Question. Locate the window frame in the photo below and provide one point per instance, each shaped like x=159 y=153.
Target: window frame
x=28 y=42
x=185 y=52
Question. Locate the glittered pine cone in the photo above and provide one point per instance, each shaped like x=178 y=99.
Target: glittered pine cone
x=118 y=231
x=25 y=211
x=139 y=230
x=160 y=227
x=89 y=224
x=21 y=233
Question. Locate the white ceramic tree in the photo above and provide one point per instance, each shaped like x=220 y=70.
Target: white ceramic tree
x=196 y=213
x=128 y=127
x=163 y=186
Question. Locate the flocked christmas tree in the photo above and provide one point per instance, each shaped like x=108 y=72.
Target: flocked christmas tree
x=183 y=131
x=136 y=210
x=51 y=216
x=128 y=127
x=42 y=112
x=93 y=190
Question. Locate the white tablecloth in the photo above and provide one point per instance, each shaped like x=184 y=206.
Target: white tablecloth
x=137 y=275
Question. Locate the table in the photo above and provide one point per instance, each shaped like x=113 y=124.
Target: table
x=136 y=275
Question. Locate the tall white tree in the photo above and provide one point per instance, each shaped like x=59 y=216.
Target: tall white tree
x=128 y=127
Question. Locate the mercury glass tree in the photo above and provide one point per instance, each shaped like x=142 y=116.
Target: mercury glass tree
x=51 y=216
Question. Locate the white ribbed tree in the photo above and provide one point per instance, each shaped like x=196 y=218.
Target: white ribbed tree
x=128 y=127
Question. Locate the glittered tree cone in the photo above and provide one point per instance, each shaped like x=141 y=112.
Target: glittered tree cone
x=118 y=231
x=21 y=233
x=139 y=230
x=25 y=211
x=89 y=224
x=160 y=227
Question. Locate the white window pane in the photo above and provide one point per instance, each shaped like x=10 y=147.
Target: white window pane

##############################

Take every line from the data above that holds "shaped" and copy it out.

Question. Locate the window frame in the photo below and provide one point per instance, each shaped like x=159 y=153.
Question. Locate the glittered pine cone in the photo above and provide one point per instance, each shaped like x=178 y=99.
Question. Locate the white ceramic tree in the photo above and provide one point per instance, each shaped like x=220 y=70.
Question. Locate the flocked christmas tree in the photo above and provide one point per instance, each shaped like x=108 y=72.
Question. Locate the white tablecloth in the photo above and provide one point per instance, each shaped like x=184 y=206.
Question. Locate the table in the photo above and provide one point per instance, each shaped like x=113 y=124.
Question. Locate the tall white tree in the photo above and provide one point per instance, each shaped like x=59 y=216.
Question. Locate the mercury glass tree in the photo above and provide one point per instance, each shaped like x=142 y=116.
Question. Locate the white ribbed tree in the photo above and provide one point per instance, each shaped like x=196 y=218.
Question. Locate the glittered tree cone in the photo above and provide one point per instance, each shaped like x=141 y=112.
Question. Locate the white window pane in the photo above and provide one point per instance, each shaped like x=10 y=147.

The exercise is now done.